Task prompt:
Return the line containing "Locate the house in the" and all lines after it exactly; stop at the end of the material.

Supplied data:

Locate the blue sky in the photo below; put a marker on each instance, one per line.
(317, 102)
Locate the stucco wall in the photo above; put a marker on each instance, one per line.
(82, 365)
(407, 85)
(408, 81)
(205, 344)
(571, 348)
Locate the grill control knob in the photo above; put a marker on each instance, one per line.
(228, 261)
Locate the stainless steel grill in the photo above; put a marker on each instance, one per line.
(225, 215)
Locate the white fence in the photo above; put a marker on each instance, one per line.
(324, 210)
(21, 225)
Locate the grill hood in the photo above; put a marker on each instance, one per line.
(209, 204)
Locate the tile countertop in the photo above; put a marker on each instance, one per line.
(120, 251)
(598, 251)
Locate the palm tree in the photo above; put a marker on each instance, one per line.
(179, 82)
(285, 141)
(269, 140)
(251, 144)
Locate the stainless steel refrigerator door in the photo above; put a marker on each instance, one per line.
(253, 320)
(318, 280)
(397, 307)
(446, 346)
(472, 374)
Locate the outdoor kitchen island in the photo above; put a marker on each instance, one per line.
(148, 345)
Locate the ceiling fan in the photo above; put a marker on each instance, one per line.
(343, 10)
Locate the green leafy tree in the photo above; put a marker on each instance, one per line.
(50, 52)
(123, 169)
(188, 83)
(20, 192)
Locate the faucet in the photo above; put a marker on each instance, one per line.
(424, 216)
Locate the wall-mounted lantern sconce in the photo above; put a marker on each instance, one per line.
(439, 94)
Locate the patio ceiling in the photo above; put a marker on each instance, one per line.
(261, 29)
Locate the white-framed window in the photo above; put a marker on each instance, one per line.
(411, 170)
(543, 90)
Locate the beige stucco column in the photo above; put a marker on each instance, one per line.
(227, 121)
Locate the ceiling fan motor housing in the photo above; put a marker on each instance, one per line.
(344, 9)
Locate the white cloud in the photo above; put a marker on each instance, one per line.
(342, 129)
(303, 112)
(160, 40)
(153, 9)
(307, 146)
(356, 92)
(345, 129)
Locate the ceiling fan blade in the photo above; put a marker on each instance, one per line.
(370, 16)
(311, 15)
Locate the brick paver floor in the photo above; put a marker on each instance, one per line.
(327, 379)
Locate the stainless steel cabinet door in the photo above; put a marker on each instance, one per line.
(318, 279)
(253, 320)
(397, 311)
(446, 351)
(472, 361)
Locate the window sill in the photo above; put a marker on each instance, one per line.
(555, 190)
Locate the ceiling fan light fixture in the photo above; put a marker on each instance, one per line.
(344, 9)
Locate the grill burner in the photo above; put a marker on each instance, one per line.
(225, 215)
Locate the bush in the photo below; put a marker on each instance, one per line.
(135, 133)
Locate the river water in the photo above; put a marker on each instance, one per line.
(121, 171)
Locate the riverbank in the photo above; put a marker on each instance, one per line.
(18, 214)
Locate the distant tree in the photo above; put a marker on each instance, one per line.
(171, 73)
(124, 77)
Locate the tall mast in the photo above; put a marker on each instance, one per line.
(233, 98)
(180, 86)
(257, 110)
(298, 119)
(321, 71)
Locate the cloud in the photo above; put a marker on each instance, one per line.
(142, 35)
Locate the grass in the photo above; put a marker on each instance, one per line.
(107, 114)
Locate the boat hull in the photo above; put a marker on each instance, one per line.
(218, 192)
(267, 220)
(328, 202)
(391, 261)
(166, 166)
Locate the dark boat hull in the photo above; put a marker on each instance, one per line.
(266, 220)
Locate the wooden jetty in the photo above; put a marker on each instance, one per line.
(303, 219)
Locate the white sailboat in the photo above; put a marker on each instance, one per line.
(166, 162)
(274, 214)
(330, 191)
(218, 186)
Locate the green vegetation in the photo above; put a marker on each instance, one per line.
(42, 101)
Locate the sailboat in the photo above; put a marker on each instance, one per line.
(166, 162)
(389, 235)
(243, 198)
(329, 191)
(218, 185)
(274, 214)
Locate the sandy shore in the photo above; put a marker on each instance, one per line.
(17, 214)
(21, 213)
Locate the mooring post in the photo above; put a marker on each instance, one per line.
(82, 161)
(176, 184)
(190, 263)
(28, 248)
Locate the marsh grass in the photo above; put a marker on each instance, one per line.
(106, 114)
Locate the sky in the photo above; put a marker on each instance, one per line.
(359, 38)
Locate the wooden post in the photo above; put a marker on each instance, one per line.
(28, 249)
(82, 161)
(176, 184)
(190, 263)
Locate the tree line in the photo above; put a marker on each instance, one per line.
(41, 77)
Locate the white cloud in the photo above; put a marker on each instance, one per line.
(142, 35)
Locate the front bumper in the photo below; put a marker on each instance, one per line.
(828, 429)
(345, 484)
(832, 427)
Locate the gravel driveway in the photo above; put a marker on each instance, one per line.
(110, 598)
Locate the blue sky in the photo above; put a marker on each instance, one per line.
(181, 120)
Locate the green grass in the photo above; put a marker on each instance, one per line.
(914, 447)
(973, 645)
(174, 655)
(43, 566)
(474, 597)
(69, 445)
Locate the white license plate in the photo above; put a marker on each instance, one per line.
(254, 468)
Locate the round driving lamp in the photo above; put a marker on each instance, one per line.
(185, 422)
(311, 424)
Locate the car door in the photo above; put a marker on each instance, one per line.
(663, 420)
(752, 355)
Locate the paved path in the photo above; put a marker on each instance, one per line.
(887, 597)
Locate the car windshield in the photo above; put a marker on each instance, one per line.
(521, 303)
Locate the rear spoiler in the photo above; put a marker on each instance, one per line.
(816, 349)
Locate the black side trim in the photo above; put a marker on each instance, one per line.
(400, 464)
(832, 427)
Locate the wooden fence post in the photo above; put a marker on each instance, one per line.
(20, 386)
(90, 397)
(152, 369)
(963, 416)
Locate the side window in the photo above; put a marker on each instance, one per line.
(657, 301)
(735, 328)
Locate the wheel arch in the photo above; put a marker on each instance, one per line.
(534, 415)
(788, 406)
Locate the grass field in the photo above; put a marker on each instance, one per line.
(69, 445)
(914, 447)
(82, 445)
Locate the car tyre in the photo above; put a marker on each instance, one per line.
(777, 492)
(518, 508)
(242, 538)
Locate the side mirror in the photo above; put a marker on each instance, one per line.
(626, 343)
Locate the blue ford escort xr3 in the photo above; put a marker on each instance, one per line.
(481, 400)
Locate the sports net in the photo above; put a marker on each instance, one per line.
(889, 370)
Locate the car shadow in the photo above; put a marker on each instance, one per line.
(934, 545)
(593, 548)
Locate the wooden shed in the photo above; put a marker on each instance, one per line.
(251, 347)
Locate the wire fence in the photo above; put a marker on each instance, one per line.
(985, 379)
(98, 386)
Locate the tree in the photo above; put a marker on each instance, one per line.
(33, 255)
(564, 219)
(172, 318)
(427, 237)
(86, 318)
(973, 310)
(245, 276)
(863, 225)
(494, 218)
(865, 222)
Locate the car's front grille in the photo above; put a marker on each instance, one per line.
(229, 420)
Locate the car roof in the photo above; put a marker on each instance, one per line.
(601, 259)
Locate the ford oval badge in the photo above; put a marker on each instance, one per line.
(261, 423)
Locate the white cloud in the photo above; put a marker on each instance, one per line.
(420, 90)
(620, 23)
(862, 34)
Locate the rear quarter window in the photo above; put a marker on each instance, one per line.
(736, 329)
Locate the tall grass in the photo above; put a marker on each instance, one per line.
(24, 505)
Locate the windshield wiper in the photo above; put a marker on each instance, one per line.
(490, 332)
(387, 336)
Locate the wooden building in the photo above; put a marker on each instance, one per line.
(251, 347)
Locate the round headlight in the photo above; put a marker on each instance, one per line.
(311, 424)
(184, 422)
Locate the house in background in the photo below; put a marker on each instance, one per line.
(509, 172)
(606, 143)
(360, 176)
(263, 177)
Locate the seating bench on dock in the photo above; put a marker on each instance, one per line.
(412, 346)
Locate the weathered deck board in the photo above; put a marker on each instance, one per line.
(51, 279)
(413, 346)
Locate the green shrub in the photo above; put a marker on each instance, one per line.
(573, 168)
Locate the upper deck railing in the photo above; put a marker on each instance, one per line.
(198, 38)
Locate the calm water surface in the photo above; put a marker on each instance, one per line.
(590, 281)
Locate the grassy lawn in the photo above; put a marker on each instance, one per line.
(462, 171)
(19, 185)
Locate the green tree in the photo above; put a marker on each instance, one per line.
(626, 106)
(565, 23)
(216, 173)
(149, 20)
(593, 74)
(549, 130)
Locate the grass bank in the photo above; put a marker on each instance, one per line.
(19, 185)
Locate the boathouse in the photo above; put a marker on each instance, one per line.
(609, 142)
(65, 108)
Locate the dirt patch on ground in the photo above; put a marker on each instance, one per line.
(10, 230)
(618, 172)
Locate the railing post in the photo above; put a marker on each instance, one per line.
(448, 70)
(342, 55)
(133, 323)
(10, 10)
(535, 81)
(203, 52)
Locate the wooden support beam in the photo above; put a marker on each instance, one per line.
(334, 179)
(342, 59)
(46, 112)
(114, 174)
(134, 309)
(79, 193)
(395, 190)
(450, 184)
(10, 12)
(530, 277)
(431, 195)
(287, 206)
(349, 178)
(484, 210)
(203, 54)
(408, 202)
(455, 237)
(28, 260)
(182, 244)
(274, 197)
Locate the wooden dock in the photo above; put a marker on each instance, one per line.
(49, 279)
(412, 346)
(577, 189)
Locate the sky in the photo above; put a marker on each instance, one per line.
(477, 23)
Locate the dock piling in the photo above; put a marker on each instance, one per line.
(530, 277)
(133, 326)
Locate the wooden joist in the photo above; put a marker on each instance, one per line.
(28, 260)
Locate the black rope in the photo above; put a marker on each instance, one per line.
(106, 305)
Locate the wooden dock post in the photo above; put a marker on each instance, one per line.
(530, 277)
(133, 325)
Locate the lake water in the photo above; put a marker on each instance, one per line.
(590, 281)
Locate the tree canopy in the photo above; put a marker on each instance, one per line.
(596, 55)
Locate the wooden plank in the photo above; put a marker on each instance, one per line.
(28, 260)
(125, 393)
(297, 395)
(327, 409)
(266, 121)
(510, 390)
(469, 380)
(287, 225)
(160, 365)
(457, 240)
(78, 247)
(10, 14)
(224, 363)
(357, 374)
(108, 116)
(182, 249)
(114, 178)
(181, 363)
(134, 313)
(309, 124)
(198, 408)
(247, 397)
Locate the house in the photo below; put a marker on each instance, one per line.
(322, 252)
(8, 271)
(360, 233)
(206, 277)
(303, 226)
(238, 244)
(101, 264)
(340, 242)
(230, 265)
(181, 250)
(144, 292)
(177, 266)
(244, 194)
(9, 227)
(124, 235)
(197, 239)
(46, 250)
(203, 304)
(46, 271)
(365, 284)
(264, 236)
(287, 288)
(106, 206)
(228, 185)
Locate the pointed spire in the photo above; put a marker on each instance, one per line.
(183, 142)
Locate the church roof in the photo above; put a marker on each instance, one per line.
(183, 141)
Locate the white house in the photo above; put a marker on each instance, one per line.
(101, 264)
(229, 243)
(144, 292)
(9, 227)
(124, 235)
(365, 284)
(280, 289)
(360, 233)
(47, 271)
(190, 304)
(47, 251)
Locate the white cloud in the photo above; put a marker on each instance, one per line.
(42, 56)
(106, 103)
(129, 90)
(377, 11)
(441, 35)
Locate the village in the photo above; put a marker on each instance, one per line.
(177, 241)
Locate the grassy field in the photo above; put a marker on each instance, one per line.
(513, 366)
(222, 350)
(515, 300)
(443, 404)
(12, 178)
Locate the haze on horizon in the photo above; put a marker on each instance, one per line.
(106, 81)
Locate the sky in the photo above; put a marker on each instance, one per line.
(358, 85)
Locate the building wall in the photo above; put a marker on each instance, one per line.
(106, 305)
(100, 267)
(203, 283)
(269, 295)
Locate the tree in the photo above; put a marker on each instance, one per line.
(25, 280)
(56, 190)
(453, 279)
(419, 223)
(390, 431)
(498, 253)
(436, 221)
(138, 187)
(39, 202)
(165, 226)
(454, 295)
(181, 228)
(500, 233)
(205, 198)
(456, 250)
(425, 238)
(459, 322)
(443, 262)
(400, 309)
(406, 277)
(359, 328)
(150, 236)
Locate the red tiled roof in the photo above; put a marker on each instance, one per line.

Written response:
Locate the house in the photo below; put a marker on each instance, one per line.
(322, 252)
(8, 271)
(360, 233)
(206, 277)
(303, 226)
(238, 244)
(101, 264)
(340, 242)
(230, 265)
(181, 250)
(144, 292)
(177, 266)
(244, 194)
(9, 227)
(124, 235)
(197, 239)
(46, 250)
(203, 304)
(46, 271)
(365, 284)
(264, 236)
(287, 288)
(106, 206)
(228, 185)
Locate the pointed spire in the photo above; put a marker on each instance, one per line.
(183, 142)
Locate the church roof in the photo above; put a marker on each instance, one per line.
(183, 141)
Locate the white house in the photo above; put a marker on each instance, one per line.
(101, 264)
(229, 243)
(144, 292)
(9, 227)
(124, 235)
(365, 284)
(280, 289)
(360, 233)
(47, 271)
(190, 304)
(47, 251)
Locate the white cloud in the photo above; put a marker on each instance, one per line.
(42, 56)
(106, 103)
(129, 90)
(377, 11)
(441, 35)
Locate the village in the photo above; put a marker on each instance, one per line.
(177, 241)
Locate the grassy field in the photo above; put a marker on each instance, one per line.
(513, 366)
(222, 350)
(515, 300)
(443, 404)
(12, 178)
Locate the haze on horizon in the photo above; put a marker on each instance, one per line.
(106, 81)
Locate the sky in the photo above; put a marker on each instance, one per line.
(358, 85)
Locate the building wall in the photo above; put a marker on each instance, one per line.
(106, 305)
(100, 267)
(203, 283)
(269, 295)
Locate the tree in the photo above; put a marker on each instance, one per line.
(25, 280)
(56, 190)
(453, 279)
(419, 223)
(390, 431)
(498, 253)
(436, 221)
(138, 187)
(39, 202)
(165, 226)
(454, 295)
(181, 228)
(500, 233)
(205, 198)
(456, 250)
(425, 238)
(459, 322)
(443, 262)
(400, 309)
(406, 277)
(359, 328)
(150, 236)
Locate the red tiled roof in the photo above; put a marker on each instance, one per line.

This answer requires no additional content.